TASK: Gather all lines from the material that contain the word "yellow".

....

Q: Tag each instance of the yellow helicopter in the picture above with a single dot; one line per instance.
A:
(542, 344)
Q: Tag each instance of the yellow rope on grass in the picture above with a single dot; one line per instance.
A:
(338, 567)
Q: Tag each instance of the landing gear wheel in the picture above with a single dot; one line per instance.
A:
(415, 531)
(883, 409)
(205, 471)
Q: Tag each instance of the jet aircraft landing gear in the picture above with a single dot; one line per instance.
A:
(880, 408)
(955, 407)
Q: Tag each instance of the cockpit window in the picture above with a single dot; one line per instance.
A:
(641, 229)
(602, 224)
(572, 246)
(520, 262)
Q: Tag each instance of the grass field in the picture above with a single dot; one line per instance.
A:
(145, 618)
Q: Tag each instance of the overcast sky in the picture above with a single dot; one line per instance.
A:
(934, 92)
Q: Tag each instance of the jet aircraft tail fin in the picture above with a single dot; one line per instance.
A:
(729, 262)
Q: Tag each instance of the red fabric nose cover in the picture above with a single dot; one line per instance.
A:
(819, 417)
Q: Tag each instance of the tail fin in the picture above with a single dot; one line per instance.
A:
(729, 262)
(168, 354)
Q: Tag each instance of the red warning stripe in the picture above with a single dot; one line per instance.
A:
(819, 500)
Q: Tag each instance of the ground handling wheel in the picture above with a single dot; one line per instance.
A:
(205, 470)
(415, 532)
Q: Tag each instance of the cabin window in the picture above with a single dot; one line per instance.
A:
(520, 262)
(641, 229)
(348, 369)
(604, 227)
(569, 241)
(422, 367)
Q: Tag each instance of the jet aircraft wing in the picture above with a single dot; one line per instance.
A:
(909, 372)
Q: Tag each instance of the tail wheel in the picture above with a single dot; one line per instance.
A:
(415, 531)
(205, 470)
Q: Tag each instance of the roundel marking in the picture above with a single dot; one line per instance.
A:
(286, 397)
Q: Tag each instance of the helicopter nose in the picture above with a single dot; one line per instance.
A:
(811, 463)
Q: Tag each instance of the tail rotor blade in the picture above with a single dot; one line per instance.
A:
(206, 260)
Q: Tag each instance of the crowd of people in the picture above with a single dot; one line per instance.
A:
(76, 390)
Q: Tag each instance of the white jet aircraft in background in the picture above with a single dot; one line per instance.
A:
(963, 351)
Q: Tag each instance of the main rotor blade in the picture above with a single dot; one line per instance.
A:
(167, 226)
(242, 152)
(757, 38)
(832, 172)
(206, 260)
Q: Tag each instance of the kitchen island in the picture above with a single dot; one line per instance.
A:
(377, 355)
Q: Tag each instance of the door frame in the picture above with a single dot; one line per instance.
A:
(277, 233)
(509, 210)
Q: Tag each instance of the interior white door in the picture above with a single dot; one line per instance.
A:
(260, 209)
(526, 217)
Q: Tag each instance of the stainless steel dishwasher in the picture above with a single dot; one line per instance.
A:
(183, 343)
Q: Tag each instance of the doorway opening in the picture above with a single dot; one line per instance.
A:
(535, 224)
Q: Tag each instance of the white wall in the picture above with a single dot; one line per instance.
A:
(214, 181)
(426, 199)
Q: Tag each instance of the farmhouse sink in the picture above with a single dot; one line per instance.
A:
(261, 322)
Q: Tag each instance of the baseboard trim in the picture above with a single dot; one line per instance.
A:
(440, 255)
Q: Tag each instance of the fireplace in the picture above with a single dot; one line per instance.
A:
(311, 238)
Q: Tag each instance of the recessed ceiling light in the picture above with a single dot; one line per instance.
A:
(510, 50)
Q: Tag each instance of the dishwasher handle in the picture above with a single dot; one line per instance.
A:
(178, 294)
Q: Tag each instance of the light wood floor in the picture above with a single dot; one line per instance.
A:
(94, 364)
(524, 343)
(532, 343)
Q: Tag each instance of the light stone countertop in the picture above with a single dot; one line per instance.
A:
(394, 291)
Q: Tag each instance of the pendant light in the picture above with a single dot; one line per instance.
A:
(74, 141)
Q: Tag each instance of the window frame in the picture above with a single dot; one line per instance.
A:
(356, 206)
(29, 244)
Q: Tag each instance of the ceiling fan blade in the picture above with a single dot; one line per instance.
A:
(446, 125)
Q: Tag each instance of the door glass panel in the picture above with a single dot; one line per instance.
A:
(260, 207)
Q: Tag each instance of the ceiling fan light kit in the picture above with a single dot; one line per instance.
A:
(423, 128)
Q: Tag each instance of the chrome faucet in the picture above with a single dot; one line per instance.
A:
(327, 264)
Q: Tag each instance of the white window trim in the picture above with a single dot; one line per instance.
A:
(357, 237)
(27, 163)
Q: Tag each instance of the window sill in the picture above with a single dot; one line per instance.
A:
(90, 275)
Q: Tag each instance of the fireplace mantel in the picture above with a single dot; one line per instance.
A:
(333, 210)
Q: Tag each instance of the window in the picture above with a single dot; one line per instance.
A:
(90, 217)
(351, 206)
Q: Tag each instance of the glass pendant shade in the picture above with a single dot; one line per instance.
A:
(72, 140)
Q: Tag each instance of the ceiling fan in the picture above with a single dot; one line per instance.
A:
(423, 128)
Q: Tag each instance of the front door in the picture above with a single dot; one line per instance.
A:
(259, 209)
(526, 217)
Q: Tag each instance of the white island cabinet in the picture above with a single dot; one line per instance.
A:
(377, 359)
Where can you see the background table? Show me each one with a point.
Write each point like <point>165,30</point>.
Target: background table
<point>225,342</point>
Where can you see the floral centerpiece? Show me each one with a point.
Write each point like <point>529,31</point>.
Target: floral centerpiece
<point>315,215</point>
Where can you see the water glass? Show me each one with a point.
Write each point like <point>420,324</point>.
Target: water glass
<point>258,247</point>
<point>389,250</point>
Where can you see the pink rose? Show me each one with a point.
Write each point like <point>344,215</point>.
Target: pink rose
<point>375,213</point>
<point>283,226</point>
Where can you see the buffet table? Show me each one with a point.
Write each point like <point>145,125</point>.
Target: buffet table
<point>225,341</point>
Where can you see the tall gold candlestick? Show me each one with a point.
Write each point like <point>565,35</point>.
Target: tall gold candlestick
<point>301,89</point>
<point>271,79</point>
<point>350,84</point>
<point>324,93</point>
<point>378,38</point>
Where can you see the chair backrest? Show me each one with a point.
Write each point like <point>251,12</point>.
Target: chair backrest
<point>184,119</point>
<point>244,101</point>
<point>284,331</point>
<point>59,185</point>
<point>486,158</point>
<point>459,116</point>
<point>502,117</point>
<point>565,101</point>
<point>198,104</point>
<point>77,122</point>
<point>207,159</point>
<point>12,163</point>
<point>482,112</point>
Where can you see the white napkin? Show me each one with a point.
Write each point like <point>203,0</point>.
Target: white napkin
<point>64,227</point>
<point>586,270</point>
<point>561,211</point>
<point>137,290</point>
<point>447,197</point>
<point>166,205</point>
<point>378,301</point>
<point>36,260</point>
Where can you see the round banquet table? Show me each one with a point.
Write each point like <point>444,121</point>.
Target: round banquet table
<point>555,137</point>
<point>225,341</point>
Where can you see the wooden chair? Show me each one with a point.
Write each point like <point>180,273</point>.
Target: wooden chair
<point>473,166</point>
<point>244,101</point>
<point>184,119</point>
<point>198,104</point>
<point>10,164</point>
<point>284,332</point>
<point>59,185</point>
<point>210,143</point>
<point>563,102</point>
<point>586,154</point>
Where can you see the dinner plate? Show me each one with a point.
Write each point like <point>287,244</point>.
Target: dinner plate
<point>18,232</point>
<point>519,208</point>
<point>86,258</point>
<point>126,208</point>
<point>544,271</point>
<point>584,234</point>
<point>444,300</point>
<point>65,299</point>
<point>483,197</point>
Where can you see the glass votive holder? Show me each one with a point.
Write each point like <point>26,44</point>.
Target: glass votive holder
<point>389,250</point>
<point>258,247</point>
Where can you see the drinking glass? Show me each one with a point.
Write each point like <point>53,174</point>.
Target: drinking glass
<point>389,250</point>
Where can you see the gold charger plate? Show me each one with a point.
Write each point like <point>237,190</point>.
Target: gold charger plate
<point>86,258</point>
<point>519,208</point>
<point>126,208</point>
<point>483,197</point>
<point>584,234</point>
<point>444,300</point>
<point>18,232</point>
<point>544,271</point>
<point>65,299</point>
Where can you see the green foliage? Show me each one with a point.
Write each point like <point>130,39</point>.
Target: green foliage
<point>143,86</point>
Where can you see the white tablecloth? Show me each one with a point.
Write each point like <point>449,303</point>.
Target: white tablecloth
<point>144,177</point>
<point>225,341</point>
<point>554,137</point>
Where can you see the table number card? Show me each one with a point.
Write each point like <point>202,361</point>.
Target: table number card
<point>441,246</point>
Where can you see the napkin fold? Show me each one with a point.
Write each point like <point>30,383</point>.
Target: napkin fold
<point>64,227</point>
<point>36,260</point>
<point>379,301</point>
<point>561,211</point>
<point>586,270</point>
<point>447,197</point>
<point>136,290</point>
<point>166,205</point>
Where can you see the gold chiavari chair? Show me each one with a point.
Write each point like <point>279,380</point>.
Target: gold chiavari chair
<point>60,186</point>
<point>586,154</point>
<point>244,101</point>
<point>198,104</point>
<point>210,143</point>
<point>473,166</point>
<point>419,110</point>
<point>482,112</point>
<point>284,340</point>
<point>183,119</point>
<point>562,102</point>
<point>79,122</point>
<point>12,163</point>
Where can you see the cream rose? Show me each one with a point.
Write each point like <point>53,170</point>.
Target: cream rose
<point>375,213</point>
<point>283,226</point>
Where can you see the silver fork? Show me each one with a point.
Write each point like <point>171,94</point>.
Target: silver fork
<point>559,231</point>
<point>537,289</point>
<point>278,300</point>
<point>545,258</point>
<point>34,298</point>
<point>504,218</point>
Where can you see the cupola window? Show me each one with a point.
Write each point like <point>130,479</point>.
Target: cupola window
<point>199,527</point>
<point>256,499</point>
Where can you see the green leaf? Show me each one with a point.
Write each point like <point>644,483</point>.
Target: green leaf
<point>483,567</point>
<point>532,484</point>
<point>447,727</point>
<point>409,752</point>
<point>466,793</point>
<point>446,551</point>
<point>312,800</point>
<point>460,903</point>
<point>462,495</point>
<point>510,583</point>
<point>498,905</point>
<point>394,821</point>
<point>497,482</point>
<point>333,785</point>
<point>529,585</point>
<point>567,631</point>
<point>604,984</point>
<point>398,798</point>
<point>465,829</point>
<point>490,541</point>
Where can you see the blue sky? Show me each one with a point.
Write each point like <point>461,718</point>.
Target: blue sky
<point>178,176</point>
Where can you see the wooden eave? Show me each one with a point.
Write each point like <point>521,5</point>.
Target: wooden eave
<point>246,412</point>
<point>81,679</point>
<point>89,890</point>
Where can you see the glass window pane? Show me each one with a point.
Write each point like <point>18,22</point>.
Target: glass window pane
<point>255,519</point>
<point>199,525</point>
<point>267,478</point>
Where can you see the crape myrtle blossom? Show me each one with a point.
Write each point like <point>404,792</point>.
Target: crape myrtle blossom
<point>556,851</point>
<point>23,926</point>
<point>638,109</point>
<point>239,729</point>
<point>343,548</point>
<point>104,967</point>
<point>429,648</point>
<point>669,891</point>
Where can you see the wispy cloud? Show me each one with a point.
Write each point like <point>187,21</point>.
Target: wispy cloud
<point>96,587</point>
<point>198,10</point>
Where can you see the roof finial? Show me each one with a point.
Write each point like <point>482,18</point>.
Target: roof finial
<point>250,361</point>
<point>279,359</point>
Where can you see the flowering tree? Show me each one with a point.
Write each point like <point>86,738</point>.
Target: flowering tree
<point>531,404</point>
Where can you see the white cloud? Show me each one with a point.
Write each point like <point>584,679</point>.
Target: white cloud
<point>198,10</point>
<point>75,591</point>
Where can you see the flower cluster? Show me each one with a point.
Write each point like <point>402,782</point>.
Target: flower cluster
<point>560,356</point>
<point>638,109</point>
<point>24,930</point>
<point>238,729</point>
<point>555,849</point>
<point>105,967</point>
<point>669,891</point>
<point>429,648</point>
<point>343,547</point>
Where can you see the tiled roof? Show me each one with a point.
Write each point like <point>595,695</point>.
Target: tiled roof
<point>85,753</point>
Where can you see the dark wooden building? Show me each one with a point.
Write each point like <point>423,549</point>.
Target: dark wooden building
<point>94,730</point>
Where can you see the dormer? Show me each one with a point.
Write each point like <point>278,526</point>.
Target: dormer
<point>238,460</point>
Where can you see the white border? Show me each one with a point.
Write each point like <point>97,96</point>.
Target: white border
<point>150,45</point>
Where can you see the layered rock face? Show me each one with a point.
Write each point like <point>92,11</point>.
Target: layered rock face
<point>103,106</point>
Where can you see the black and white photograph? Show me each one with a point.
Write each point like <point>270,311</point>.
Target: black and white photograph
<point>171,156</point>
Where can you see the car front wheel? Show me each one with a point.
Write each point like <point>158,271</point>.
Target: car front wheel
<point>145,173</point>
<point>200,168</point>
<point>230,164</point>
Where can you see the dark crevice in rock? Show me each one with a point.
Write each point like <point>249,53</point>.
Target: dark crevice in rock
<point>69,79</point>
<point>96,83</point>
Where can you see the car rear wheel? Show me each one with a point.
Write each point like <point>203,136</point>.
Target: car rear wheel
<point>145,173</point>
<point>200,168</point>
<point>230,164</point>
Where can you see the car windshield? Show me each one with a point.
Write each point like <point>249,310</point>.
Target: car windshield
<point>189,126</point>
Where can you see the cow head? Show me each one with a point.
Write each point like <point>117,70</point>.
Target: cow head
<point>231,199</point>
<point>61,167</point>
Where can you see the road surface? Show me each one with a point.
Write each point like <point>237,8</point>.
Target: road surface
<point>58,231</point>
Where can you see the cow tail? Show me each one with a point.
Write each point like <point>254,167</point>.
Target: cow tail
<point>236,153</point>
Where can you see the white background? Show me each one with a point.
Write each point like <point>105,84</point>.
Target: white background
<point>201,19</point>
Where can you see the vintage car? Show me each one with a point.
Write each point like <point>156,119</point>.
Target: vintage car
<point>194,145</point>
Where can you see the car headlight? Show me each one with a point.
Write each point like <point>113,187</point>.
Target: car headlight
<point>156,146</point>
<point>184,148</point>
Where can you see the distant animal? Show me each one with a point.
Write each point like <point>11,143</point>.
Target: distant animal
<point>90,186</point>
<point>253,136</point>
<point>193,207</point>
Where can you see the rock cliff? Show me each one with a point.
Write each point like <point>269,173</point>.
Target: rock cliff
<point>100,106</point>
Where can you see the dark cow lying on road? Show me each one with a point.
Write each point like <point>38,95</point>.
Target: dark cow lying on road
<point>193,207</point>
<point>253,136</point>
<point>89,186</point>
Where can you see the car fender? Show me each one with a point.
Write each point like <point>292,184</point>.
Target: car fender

....

TASK ANSWER:
Q: Tag each instance of the yellow helicopter in the picture above with a single dot; one line per instance.
Q: Tag each instance of the yellow rope on grass in the picture above with a single dot; one line per instance.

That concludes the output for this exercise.